▶ GIVEN PROBLEM 1:
Pull out every line of the entries below that contains the string "christmas", matching its case exactly.

▶ GIVEN PASSAGE:
..............................

# Spindle Bearing Question



## astjp2 (Nov 28, 2015)

So I am planning on having to replace my Rockwell 11 lathe spindle bearings.  The originals are available at $541 each for the Timken 387-90043 ones.  I can find non precision 387A bearings for like $50 each.  Is it worth spending 10 times the amount for a hobby lathe?  My thoughts are that the modern standard bearings are about 5 times the precision that the older bearings were.  What are the thoughts of the tribe?  Also what should I be looking for in the preload?  I know that Rockwell did not publish the specs, so I was thinking that about 40~60 inlbs would be about right.  Tim


----------



## Uglydog (Nov 28, 2015)

1. Error is compounded. That is a little bit of run out from the spindle, a little bit of twist in the bed, a little bit of tailstock offset, etc. This can all add up to be considerable. Reduce the error at every opportunity and you'll be able to do some very nice work. Yes, she is only a hobby lathe, but this doesn't mean that she and you can't do some great work together.

2. I don't know how your spindle is designed, nor do I know the specs. Consider tightening her up until you feel a little drag and then loosen her up just a little bit. 

But, then I'm still in learning mode on both points. 
Daryl
MN


----------



## TommyD (Nov 28, 2015)

I guess it depends on the TIR of the bearings and what you find acceptable. Have you looked elsewhere for the Timkens or do they cross reference with another bearing company? Old bearings were pretty accurate, I had a few companies in my area that made bearings....all gone now.

Sorry, I can't help on the preload.


----------



## astjp2 (Nov 28, 2015)

The spindle bearing are tapered roller bearings on the chuck end, with a ball on the other end.  TIR is not my problem, they seem to be really stiff/bound up...I am just thinking that I need to get new ones here before I tear down the head, or I will be a few more years on this lathe.  Tim


----------



## 4GSR (Nov 28, 2015)

..............................

▶ GIVEN PROBLEM 2:
Copy the whole spindle bearing thread above, word for word.

..............................

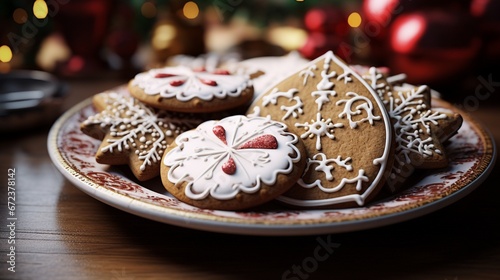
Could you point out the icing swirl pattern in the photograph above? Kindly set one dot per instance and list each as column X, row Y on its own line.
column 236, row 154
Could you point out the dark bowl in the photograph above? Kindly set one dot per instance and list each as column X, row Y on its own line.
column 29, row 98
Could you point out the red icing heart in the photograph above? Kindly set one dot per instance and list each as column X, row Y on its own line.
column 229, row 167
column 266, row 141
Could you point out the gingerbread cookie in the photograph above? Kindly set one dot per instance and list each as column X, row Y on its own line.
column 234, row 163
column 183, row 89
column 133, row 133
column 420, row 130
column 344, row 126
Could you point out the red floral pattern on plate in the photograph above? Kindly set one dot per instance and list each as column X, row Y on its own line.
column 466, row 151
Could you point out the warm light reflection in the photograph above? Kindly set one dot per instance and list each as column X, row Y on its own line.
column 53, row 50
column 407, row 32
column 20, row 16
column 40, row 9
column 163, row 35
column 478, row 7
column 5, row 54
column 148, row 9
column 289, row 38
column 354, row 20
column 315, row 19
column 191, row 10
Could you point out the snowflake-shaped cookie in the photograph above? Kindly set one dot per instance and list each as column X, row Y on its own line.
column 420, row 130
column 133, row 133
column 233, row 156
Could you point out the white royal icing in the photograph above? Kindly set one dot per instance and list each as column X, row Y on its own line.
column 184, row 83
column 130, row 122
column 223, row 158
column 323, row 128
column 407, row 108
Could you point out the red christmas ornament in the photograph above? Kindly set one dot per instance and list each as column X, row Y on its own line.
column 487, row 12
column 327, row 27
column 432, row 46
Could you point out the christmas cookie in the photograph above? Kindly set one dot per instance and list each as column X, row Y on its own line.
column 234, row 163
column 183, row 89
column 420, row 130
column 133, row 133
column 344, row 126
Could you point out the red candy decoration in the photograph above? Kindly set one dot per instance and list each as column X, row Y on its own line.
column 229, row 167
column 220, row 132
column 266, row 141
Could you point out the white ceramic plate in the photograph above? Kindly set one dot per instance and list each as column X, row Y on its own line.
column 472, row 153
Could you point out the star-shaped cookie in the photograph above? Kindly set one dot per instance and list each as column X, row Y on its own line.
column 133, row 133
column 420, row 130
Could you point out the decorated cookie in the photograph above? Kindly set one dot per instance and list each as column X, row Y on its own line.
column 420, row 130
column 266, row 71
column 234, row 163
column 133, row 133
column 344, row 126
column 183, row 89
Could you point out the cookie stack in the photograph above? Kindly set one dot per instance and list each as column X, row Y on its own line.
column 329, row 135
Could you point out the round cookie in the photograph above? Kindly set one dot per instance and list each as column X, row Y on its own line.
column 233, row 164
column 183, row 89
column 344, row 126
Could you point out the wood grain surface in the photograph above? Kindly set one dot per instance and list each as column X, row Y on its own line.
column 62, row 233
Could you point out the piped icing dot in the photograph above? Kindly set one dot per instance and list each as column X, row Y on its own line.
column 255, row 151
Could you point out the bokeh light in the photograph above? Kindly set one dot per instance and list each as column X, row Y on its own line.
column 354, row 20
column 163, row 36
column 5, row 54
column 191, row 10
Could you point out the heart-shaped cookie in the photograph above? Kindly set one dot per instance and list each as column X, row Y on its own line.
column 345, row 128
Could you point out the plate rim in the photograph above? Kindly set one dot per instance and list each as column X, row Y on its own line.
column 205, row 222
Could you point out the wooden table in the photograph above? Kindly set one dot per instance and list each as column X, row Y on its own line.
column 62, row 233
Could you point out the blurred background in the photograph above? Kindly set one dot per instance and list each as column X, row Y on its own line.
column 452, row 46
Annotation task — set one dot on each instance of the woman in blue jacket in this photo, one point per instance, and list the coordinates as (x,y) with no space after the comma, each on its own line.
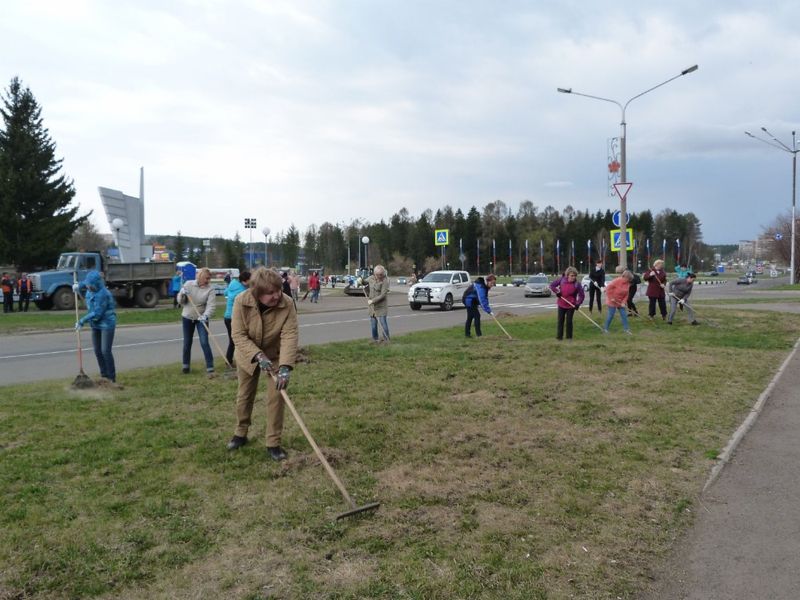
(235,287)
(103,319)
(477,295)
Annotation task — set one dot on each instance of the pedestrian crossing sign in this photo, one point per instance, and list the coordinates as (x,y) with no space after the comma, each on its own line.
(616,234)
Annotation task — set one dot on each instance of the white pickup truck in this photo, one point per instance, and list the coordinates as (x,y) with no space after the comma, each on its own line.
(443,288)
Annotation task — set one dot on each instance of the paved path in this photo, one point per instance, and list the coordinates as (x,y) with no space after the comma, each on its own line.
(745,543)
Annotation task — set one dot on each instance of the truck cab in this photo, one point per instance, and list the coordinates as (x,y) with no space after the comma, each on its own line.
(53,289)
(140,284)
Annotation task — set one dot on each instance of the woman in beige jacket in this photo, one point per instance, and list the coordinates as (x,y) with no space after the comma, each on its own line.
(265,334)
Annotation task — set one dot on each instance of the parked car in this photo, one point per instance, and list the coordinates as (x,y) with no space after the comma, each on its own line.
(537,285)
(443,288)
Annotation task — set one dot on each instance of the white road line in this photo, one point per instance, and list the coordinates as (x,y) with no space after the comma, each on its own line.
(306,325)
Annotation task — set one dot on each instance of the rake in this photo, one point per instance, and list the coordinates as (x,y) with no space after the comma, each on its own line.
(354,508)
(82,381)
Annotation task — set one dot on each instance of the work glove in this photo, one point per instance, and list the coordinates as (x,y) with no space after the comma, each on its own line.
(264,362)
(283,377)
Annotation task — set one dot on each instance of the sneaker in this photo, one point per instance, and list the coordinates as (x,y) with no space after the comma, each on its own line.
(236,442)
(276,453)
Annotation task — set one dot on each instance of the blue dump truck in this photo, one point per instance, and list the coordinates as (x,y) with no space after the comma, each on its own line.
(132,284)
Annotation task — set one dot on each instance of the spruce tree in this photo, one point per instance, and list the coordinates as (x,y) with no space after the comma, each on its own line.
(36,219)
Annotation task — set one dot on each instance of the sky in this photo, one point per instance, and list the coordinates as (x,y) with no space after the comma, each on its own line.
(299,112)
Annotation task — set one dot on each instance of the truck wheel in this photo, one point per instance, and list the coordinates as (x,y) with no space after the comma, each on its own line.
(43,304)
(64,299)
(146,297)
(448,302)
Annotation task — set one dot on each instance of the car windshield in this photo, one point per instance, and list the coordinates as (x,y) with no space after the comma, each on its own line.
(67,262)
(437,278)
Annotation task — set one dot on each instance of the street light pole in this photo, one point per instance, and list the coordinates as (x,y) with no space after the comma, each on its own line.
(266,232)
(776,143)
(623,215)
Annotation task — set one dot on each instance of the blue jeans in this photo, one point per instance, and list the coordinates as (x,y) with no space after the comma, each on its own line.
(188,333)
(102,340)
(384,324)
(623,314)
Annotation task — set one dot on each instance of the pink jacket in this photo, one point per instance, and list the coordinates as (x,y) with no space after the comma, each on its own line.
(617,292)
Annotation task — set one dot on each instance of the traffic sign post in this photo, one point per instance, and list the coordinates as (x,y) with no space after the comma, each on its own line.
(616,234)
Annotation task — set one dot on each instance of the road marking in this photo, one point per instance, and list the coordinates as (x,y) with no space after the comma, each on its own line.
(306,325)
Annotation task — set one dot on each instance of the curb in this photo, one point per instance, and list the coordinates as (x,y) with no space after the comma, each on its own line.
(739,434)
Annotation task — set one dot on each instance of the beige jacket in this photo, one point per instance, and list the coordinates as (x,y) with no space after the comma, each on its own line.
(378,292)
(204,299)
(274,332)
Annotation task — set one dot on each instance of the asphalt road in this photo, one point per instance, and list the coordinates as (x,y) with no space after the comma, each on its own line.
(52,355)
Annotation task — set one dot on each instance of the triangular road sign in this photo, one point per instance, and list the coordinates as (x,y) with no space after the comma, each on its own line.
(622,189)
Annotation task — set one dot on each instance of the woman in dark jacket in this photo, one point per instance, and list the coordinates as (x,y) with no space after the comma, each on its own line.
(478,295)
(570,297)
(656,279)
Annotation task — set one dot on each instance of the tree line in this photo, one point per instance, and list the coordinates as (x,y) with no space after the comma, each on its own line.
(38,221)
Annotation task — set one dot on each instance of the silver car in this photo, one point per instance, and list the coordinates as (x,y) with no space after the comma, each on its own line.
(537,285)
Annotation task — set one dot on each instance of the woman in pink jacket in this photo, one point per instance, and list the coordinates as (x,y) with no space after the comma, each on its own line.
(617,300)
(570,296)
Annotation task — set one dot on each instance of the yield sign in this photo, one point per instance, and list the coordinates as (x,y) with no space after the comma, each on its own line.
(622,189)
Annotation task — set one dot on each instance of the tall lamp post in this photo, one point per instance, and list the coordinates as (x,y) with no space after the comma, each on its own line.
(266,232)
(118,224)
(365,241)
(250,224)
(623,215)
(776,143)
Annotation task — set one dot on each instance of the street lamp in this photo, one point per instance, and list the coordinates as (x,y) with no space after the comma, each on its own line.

..............................

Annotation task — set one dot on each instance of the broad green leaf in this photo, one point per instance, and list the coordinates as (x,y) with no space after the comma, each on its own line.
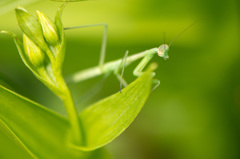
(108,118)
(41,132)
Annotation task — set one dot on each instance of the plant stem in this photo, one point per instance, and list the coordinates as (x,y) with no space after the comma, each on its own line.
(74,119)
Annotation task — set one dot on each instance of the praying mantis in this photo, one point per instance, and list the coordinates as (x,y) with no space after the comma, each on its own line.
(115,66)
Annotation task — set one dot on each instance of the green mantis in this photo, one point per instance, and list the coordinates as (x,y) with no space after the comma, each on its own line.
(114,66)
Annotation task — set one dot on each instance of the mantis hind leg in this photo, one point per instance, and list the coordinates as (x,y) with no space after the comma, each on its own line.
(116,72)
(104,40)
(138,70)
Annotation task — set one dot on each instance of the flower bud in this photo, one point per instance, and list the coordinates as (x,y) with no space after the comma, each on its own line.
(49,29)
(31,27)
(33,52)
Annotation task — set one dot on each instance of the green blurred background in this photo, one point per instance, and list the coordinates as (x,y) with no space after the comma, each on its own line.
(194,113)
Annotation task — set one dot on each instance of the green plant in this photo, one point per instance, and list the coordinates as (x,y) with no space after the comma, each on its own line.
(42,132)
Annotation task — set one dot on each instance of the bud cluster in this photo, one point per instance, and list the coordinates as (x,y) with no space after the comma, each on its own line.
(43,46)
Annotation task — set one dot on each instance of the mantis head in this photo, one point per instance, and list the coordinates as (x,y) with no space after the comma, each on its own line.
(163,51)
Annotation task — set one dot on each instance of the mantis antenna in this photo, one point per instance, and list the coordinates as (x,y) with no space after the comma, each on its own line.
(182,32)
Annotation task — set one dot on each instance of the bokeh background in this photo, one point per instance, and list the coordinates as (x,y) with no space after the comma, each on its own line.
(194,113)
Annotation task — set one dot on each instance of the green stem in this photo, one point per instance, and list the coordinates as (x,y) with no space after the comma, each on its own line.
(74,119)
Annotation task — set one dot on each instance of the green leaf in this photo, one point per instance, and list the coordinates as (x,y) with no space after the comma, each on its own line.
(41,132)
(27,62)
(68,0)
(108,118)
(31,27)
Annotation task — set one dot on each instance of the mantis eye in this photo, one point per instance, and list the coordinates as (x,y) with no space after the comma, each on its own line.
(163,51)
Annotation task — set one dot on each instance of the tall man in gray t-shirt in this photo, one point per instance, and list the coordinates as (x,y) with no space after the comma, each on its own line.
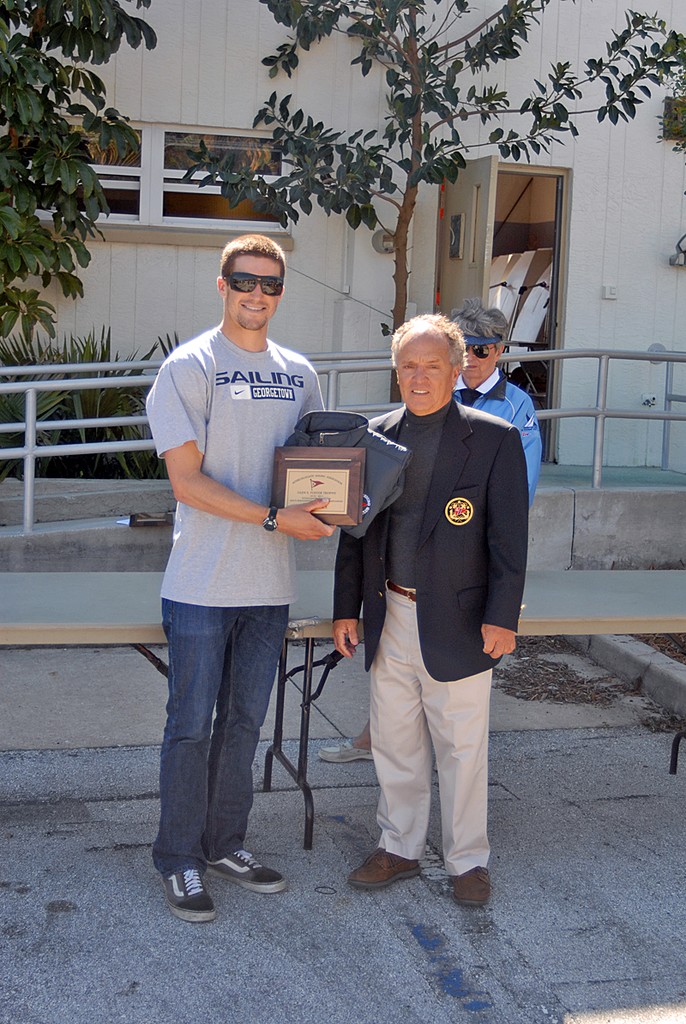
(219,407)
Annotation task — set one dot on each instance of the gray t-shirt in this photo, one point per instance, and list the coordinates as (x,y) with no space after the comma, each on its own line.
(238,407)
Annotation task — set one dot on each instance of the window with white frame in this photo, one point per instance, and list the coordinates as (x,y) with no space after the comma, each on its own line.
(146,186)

..............................

▶ EXERCISE RESPONSE 1:
Could you point out the red christmas ornament in the photograph above? Kindly set one dot per instance and list each as column X, row Y on its own line.
Could you point out the christmas cookie in the photograph above? Kindly set one dot per instance and list each as column X, row Y on its own line.

▶ EXERCISE RESPONSE 2:
# Spindle Bearing Question



## astjp2 (Nov 28, 2015)

So I am planning on having to replace my Rockwell 11 lathe spindle bearings.  The originals are available at $541 each for the Timken 387-90043 ones.  I can find non precision 387A bearings for like $50 each.  Is it worth spending 10 times the amount for a hobby lathe?  My thoughts are that the modern standard bearings are about 5 times the precision that the older bearings were.  What are the thoughts of the tribe?  Also what should I be looking for in the preload?  I know that Rockwell did not publish the specs, so I was thinking that about 40~60 inlbs would be about right.  Tim


----------



## Uglydog (Nov 28, 2015)

1. Error is compounded. That is a little bit of run out from the spindle, a little bit of twist in the bed, a little bit of tailstock offset, etc. This can all add up to be considerable. Reduce the error at every opportunity and you'll be able to do some very nice work. Yes, she is only a hobby lathe, but this doesn't mean that she and you can't do some great work together.

2. I don't know how your spindle is designed, nor do I know the specs. Consider tightening her up until you feel a little drag and then loosen her up just a little bit. 

But, then I'm still in learning mode on both points. 
Daryl
MN


----------



## TommyD (Nov 28, 2015)

I guess it depends on the TIR of the bearings and what you find acceptable. Have you looked elsewhere for the Timkens or do they cross reference with another bearing company? Old bearings were pretty accurate, I had a few companies in my area that made bearings....all gone now.

Sorry, I can't help on the preload.


----------



## astjp2 (Nov 28, 2015)

The spindle bearing are tapered roller bearings on the chuck end, with a ball on the other end.  TIR is not my problem, they seem to be really stiff/bound up...I am just thinking that I need to get new ones here before I tear down the head, or I will be a few more years on this lathe.  Tim


----------



## 4GSR (Nov 28, 2015)